— EXERCISE OBJECTIVE —
Could you reproduce all of the rows below, character for character, without changing anything?

— DATA EXTRACT —
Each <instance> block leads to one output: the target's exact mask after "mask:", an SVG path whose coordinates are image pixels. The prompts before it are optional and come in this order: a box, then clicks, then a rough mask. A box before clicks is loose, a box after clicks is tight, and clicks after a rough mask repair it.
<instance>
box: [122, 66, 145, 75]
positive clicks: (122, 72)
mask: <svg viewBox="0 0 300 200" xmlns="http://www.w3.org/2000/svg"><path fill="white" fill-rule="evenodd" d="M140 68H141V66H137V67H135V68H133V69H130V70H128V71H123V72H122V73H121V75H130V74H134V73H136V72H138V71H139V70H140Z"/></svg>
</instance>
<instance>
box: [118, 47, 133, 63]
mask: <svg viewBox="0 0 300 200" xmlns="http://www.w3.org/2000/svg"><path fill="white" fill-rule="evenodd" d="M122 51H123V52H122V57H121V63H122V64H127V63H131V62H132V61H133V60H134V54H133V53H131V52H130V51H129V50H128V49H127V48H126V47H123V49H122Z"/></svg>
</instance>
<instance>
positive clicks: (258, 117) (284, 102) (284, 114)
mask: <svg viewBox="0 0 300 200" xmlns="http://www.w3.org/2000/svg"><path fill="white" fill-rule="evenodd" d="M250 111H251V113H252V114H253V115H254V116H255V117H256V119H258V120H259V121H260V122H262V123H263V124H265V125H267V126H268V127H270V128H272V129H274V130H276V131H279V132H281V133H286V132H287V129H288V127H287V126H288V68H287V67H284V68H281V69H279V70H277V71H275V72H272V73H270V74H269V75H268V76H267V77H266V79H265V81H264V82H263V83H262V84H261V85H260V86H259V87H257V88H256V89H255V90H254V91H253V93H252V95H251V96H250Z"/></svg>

— ANSWER TO THE PROBLEM —
Each <instance> block leads to one output: the target's exact mask after "mask:", an SVG path whose coordinates are image pixels. The prompts before it are optional and come in this order: a box, then clicks, then a rough mask. A box before clicks is loose, a box after clicks is tight, and clicks after a rough mask repair it.
<instance>
box: [122, 66, 145, 75]
positive clicks: (122, 72)
mask: <svg viewBox="0 0 300 200" xmlns="http://www.w3.org/2000/svg"><path fill="white" fill-rule="evenodd" d="M140 68H141V66H137V67H135V68H133V69H130V70H128V71H123V72H122V73H121V75H130V74H134V73H136V72H138V71H139V70H140Z"/></svg>
</instance>
<instance>
box: [118, 47, 133, 63]
mask: <svg viewBox="0 0 300 200" xmlns="http://www.w3.org/2000/svg"><path fill="white" fill-rule="evenodd" d="M122 51H123V52H122V57H121V63H122V64H127V63H131V62H132V61H133V60H134V54H133V53H131V52H130V51H129V50H128V49H127V48H126V47H123V49H122Z"/></svg>
</instance>
<instance>
positive clicks: (258, 117) (284, 102) (284, 114)
mask: <svg viewBox="0 0 300 200" xmlns="http://www.w3.org/2000/svg"><path fill="white" fill-rule="evenodd" d="M250 111H251V113H252V114H253V115H254V116H255V117H256V119H258V120H259V121H260V122H262V123H263V124H265V125H267V126H268V127H270V128H272V129H274V130H276V131H279V132H281V133H286V132H287V129H288V127H287V126H288V68H287V67H284V68H281V69H279V70H277V71H275V72H272V73H270V74H269V75H268V76H267V77H266V79H265V81H264V82H263V83H262V84H261V85H260V86H259V87H257V88H256V89H255V90H254V91H253V93H252V95H251V96H250Z"/></svg>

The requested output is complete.